Task directions: Reproduce the Prader-Willi syndrome and sleep text word for word, in full.

Page excerpt:
+===+
Prader-Willi Syndrome and Sleep: Unraveling the Connection

Prader-Willi Syndrome and Sleep: Unraveling the Connection

Did you know that people with Prader-Willi Syndrome (PWS) often experience sleep issues? Indeed, about 57% of individuals with PWS have some type of sleep-disordered breathing before starting their growth hormone therapy. The most common issue is excessive daytime sleepiness, often caused by sleep apnea which is a sleep disorder characterized by breathing interruptions during sleep that disturb the quality and efficiency of sleep.

Prader-Willi Syndrome


Prader-Willi syndrome is a rare genetic disorder that occurs in approximately one out of every 15,000 births. This disorder affects a child’s metabolism. And, it results in body and behavior changes and can also cause delays in childhood milestones and puberty

Children with PWS have extremely low muscle tone and poor feeding during early infancy, but then, between 2 and 6 years of age, they develop an immense appetite and don’t feel full after meals. As a result, these children develop severe obesity if their excessive eating isn’t managed.
+===+
[Referring expression data]
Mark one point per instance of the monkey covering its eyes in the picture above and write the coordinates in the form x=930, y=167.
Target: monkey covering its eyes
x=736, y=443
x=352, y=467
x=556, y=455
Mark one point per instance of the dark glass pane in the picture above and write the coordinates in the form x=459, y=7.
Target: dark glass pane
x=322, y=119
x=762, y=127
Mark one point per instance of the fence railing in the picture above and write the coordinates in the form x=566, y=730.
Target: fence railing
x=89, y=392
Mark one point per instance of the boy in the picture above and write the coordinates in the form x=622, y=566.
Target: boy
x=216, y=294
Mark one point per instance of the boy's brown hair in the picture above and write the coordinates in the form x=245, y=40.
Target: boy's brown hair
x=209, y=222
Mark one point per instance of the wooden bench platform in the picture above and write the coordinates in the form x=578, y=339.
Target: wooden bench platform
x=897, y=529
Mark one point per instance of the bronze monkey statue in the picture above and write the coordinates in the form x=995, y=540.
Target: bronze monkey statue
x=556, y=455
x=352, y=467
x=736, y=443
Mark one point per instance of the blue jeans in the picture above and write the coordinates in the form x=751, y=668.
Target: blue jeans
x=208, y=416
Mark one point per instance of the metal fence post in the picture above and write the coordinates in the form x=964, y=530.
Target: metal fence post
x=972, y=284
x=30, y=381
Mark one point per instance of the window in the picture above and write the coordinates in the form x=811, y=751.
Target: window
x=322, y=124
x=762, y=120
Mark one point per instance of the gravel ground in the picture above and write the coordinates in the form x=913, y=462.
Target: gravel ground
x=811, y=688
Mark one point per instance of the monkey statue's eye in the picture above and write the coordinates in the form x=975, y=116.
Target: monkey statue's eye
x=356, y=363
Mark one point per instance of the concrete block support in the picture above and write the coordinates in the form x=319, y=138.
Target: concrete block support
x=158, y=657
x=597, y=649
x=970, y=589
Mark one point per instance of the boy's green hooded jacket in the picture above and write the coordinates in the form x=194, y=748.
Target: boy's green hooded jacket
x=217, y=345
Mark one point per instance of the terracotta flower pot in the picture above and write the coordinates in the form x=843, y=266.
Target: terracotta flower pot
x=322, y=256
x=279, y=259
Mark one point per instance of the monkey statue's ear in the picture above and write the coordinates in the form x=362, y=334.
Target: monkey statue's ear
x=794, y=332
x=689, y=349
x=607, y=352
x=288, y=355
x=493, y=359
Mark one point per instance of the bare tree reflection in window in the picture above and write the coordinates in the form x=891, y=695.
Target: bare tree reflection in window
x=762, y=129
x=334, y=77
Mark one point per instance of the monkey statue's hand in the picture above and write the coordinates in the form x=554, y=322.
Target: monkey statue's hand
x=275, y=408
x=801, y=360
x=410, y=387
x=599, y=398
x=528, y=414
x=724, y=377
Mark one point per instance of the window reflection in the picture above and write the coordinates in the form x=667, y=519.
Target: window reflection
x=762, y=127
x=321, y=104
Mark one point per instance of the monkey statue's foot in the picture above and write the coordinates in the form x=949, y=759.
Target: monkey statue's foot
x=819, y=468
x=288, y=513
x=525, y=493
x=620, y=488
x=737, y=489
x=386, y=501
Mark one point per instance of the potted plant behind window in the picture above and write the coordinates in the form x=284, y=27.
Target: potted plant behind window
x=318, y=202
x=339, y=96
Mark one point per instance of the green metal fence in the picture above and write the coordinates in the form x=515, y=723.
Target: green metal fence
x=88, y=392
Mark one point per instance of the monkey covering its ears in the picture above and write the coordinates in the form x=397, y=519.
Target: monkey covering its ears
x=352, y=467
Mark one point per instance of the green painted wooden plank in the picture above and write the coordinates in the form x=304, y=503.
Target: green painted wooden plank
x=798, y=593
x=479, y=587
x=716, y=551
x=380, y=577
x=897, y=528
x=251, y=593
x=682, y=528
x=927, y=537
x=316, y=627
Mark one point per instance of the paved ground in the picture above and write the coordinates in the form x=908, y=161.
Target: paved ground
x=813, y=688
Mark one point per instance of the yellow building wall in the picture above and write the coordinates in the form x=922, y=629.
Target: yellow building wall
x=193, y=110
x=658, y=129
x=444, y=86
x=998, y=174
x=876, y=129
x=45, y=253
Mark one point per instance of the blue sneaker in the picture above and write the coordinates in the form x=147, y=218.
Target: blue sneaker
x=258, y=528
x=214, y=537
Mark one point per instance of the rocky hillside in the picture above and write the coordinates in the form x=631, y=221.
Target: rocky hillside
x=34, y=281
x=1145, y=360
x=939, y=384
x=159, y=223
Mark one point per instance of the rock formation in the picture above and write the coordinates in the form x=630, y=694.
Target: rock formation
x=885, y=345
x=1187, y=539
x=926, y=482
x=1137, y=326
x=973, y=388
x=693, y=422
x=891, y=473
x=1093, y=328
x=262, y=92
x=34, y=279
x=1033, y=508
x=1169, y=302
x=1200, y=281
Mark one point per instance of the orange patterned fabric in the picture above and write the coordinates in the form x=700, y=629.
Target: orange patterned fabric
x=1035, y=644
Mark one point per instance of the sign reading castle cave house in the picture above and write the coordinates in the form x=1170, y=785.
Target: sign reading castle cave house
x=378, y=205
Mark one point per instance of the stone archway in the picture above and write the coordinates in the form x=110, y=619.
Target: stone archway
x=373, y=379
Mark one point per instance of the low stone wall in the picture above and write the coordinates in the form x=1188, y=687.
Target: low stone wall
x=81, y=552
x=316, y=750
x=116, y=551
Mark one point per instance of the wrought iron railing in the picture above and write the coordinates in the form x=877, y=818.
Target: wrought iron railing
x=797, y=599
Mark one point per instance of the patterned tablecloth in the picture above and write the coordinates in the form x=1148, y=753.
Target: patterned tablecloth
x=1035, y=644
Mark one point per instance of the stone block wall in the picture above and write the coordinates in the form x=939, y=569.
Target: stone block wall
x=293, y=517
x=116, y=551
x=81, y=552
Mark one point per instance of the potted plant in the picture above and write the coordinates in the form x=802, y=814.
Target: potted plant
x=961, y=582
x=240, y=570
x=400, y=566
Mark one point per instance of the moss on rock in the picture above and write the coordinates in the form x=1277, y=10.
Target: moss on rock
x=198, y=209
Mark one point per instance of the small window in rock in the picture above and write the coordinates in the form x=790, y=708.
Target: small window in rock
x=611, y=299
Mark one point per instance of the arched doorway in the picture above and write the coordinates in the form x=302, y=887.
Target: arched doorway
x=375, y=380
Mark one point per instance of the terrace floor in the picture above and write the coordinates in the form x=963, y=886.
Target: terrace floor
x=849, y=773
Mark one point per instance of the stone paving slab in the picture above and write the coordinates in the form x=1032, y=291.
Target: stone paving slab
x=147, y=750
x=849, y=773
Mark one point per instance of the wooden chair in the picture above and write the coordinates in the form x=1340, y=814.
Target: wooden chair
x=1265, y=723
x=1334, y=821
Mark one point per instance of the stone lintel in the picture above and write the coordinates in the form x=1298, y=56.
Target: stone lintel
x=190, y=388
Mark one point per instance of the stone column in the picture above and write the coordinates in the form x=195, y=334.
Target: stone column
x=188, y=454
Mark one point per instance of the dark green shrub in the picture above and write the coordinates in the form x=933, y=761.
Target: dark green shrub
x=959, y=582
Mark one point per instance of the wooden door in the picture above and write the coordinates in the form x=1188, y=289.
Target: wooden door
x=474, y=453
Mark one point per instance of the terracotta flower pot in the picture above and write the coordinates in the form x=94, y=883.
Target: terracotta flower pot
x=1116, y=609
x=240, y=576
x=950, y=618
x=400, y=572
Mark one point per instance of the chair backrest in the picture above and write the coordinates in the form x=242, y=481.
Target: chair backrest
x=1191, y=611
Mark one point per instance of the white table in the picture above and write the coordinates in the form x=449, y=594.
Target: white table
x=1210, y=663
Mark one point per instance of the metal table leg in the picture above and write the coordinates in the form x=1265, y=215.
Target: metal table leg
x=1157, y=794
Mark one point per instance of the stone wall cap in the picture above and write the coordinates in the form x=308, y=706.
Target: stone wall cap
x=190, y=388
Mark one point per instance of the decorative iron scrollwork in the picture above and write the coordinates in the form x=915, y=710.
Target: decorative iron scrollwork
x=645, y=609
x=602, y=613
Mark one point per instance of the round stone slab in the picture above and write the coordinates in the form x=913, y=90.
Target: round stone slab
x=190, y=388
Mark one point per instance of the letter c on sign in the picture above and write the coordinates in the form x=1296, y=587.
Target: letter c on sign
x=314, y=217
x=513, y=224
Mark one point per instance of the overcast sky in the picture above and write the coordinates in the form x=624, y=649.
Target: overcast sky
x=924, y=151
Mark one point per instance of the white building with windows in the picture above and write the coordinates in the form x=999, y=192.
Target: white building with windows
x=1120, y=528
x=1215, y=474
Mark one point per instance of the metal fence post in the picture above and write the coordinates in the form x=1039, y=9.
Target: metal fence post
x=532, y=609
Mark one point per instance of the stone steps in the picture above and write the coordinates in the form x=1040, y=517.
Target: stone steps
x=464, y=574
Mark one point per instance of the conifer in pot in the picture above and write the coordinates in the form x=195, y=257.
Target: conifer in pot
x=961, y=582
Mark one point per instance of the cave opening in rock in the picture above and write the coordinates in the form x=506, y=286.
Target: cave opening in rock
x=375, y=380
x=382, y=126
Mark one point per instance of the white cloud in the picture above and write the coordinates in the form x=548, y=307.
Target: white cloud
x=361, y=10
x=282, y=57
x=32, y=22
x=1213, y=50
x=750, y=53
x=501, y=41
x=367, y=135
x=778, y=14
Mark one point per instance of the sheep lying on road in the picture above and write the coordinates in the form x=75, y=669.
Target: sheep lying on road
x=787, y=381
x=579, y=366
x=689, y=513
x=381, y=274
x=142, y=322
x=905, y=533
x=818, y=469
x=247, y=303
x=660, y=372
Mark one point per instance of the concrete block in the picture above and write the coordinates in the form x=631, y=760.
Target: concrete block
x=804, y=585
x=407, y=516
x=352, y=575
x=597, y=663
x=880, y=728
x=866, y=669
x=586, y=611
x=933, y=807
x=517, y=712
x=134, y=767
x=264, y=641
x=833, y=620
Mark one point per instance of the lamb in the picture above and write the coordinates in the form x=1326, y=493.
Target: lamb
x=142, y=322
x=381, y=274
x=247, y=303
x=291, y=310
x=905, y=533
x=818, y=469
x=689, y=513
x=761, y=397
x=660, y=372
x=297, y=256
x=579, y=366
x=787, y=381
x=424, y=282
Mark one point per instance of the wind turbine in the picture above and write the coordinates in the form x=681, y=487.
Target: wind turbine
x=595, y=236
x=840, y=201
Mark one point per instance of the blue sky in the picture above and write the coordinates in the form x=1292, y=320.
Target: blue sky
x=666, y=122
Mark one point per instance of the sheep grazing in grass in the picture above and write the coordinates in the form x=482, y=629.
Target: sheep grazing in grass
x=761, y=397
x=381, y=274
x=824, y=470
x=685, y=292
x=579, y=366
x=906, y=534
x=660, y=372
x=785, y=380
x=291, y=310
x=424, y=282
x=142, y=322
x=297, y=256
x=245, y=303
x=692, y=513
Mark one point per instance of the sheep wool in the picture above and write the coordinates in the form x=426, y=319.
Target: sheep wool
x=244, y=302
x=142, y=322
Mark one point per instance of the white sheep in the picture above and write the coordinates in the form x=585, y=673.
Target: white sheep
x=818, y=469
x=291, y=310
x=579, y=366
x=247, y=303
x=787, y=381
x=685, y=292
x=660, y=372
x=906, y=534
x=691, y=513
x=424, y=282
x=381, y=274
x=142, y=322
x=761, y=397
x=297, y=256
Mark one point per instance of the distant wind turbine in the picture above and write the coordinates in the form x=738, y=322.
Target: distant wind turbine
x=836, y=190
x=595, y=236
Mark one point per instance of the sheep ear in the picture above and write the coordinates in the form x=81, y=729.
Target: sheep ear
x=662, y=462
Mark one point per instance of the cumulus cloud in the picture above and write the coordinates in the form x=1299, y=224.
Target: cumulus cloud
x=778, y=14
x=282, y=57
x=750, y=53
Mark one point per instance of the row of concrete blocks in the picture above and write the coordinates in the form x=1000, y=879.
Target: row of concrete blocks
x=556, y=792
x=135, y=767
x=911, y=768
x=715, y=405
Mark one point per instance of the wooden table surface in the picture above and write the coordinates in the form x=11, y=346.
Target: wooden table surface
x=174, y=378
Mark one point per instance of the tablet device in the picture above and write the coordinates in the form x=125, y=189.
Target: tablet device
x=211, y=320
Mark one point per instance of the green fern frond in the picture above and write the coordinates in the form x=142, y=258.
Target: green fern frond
+===+
Exercise solution:
Prader-Willi Syndrome and Sleep: Unraveling the Connection

Prader-Willi Syndrome and Sleep: Unraveling the Connection

Did you know that people with Prader-Willi Syndrome (PWS) often experience sleep issues? Indeed, about 57% of individuals with PWS have some type of sleep-disordered breathing before starting their growth hormone therapy. The most common issue is excessive daytime sleepiness, often caused by sleep apnea which is a sleep disorder characterized by breathing interruptions during sleep that disturb the quality and efficiency of sleep.

Prader-Willi Syndrome


Prader-Willi syndrome is a rare genetic disorder that occurs in approximately one out of every 15,000 births. This disorder affects a child’s metabolism. And, it results in body and behavior changes and can also cause delays in childhood milestones and puberty

Children with PWS have extremely low muscle tone and poor feeding during early infancy, but then, between 2 and 6 years of age, they develop an immense appetite and don’t feel full after meals. As a result, these children develop severe obesity if their excessive eating isn’t managed.